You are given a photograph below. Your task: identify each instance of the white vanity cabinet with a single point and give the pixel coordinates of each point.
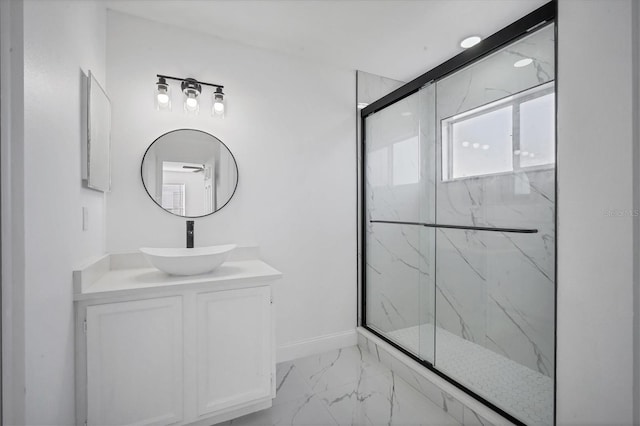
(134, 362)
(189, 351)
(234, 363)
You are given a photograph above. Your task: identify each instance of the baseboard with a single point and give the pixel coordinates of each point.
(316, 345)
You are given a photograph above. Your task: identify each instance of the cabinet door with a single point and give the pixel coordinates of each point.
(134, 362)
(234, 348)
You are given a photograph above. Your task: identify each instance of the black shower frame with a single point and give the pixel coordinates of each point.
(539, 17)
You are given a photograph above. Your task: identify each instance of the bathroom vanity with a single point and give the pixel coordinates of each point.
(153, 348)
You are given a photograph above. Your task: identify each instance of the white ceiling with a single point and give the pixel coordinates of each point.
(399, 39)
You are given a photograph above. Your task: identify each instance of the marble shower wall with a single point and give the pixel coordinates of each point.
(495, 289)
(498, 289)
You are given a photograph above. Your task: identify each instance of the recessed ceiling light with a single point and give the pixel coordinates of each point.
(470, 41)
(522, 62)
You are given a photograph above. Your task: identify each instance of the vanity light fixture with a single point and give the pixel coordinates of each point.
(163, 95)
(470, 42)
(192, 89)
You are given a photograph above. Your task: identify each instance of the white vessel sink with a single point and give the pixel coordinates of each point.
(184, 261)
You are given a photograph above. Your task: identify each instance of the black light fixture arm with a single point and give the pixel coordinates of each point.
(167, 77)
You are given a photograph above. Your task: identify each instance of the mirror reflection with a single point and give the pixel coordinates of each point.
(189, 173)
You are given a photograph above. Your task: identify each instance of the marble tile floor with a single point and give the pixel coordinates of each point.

What is required -> Transcribe all data precisely. Pictures are not copied.

Solution below ->
You are given a photograph below. Your task: identify each instance of the white vanity cabinet with a single point and give the pixel coordinates of each point.
(134, 362)
(189, 351)
(234, 363)
You are given a photograph above. Your task: identify each instance of the baseboard with a single point and give the pixel coordinates of each point.
(316, 345)
You are given a photograph above. Your task: identify each instance of the cabinet door with a single point and give the pixel coordinates of each point.
(134, 362)
(234, 348)
You are given a photograph above. Your task: identify each instance of the black shower frame with a single point and give the pixel coordinates of each point.
(539, 17)
You are given a photograph above. Your task: identify each instance of the bathroom vanity with a single point and give the pixel coordinates of each point.
(153, 348)
You are given a photograph above. Your task: identify each instance of the white ceiling with a single point and give the pixel coordinates of each point.
(399, 39)
You are given a photograph above. Your task: identify each instance of the marble shower wall with a single point and give the pixel coordinates of each point.
(495, 289)
(498, 289)
You are given a photograph above. Your task: identify each instance of the recessed ceiling light with a single point and give the pixel coordinates of each point.
(470, 41)
(522, 62)
You are given a photograph above. Your task: identify each instance of the vanity light fixture with a single point and give the pixel coordinates of each point.
(163, 95)
(470, 42)
(192, 89)
You are given a photograph above. Your task: identify each instance of the white vessel sink with a single point and give the pixel coordinates of each point.
(184, 261)
You are given a photograph above. Your task: identify each instance of the black light fixture arm with a single point and give the pixel coordinates of each point.
(167, 77)
You are given a photograph above. Your task: identify each instance of the mirror reflection with a single point and give the pixel coordinates of each point.
(189, 173)
You are given a photograph above. Your task: identify each instance of the marble tile floor with a single point and give the pixel coordinates of each point.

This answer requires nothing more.